• [WHAT THE EXERCISE ASKS]: Quote the line containing "Task: annotation of the crouching" and all lines that follow it in the listing below, exactly as written.

• [SUPPLIED INFORMATION]:

....................

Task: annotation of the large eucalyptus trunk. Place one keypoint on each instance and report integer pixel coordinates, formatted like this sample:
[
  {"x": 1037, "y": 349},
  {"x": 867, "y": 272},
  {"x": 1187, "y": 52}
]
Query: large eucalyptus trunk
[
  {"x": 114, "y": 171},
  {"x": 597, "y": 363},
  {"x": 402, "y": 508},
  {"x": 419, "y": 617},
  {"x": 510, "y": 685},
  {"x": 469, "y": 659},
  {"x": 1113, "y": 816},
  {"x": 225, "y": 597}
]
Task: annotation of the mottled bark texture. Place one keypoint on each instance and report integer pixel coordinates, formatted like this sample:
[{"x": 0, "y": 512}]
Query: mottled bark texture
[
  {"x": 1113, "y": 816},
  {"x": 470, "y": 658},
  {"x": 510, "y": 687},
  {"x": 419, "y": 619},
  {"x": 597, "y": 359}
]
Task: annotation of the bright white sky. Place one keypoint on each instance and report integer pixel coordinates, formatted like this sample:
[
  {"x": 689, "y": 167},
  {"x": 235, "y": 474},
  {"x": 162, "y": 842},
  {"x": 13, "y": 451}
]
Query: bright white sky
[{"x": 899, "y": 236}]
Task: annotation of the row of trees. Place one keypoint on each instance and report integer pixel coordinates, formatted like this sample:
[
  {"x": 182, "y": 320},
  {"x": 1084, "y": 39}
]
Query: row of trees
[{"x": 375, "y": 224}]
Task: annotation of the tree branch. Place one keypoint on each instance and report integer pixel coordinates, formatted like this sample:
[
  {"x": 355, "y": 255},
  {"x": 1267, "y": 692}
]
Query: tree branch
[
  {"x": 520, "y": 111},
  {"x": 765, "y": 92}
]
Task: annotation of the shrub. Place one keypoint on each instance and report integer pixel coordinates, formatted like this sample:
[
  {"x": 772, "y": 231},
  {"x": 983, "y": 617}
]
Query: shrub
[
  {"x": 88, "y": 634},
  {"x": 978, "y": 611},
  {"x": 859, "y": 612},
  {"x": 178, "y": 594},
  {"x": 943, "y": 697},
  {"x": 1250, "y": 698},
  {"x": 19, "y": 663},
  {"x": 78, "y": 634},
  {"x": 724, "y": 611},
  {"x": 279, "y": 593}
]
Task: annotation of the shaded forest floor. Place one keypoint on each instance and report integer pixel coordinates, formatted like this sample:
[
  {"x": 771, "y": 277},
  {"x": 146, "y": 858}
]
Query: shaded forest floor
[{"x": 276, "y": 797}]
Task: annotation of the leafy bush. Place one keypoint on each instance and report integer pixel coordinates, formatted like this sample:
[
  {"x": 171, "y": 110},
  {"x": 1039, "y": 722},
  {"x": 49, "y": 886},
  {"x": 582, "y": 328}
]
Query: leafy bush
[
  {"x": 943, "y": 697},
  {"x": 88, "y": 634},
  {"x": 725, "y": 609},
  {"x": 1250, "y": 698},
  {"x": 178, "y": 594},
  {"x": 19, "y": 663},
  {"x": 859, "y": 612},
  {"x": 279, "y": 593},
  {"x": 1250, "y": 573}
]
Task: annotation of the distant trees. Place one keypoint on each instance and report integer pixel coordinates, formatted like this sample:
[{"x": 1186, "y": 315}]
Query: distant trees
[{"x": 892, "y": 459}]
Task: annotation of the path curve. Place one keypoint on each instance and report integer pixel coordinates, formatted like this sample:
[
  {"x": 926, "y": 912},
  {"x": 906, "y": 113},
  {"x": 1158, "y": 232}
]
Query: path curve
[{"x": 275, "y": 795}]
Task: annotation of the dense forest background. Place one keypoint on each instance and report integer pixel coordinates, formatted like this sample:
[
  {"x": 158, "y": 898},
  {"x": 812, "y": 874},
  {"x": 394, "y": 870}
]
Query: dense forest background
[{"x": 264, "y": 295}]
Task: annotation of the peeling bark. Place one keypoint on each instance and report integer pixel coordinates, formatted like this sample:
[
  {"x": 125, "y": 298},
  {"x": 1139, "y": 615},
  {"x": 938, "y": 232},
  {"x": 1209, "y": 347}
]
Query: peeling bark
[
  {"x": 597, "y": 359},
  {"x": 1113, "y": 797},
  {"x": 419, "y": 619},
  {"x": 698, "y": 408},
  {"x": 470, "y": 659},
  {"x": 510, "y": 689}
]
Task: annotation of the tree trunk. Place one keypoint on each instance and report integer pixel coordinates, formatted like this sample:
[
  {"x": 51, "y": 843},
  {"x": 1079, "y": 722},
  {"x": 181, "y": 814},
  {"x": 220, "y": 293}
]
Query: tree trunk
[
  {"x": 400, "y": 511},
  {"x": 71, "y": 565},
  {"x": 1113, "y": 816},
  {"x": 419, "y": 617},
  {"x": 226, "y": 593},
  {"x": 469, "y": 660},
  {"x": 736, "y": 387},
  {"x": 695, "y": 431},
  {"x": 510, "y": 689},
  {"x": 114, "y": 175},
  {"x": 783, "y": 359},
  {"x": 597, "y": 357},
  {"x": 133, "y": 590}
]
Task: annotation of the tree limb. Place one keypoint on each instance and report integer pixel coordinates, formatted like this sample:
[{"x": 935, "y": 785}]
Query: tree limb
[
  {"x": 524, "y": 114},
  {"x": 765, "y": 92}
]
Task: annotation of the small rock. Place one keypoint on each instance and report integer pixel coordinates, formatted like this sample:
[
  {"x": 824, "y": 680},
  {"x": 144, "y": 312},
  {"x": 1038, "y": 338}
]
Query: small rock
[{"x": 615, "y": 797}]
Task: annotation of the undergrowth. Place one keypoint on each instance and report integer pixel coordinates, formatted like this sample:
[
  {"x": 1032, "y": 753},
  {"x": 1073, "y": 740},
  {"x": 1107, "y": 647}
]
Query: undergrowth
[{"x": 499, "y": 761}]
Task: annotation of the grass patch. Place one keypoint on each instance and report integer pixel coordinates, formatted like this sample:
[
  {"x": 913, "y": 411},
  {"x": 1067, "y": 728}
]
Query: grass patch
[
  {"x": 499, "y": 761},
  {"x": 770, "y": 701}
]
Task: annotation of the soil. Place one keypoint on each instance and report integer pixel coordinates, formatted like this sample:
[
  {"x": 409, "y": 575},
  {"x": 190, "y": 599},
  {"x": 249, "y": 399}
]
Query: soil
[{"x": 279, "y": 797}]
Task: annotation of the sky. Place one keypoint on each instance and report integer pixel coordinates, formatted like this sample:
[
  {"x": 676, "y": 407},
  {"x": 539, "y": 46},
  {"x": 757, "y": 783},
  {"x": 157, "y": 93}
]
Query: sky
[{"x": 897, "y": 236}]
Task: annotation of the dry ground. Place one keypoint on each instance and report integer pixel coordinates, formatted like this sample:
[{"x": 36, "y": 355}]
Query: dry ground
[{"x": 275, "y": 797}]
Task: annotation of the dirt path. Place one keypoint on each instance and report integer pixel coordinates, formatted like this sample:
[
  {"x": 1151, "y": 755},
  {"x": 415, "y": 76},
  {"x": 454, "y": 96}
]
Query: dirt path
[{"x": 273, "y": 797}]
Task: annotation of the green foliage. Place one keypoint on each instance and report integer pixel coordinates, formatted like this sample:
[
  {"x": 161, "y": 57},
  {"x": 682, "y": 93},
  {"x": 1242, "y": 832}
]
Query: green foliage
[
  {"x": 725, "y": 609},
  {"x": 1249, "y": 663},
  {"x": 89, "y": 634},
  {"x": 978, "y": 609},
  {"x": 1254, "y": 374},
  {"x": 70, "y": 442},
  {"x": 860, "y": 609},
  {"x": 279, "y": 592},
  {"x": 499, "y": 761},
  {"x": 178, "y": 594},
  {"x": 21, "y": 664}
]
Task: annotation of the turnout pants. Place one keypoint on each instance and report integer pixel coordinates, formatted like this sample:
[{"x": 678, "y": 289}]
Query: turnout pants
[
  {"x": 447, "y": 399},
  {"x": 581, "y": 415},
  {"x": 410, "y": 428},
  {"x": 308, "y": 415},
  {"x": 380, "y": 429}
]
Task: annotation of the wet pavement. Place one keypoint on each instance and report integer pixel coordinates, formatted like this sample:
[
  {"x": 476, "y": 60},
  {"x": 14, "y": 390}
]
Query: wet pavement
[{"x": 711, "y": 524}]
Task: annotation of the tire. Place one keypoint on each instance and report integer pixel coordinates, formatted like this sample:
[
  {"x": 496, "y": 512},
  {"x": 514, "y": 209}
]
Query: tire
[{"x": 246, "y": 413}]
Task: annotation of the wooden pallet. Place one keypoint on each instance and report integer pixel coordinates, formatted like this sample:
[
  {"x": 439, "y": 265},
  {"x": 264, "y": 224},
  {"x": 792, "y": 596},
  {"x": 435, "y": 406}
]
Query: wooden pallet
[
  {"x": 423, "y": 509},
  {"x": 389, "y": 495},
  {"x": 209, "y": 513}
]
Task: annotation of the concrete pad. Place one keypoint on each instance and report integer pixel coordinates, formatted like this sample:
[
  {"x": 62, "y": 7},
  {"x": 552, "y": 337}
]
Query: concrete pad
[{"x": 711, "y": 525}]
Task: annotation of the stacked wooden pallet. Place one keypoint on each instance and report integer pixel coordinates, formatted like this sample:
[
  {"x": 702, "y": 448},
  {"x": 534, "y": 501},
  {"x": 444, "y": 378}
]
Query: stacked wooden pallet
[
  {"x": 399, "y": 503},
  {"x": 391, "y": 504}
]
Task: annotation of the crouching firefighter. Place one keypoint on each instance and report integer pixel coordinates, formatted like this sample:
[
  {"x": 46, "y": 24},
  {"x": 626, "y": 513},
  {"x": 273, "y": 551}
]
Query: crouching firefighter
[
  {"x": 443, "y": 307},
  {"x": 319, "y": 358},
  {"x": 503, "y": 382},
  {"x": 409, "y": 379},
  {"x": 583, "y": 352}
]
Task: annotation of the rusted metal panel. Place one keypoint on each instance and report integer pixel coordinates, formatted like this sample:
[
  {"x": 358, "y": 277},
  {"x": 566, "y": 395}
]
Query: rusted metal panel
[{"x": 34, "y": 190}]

....................

• [SOLUTION FOR THIS EXERCISE]:
Task: annotation of the crouching firefighter. Place one keypoint on each instance and report integer pixel coordinates, formatted like this sample:
[
  {"x": 46, "y": 24},
  {"x": 626, "y": 513},
  {"x": 273, "y": 551}
]
Query: crouching firefighter
[
  {"x": 443, "y": 307},
  {"x": 319, "y": 358},
  {"x": 503, "y": 382},
  {"x": 409, "y": 379},
  {"x": 583, "y": 352}
]
Task: annotation of the rusted metal panel. Place one keypoint on each instance and report integer pixel coordinates, formatted like this sample:
[
  {"x": 358, "y": 277},
  {"x": 566, "y": 395}
]
Query: rusted metal panel
[{"x": 34, "y": 190}]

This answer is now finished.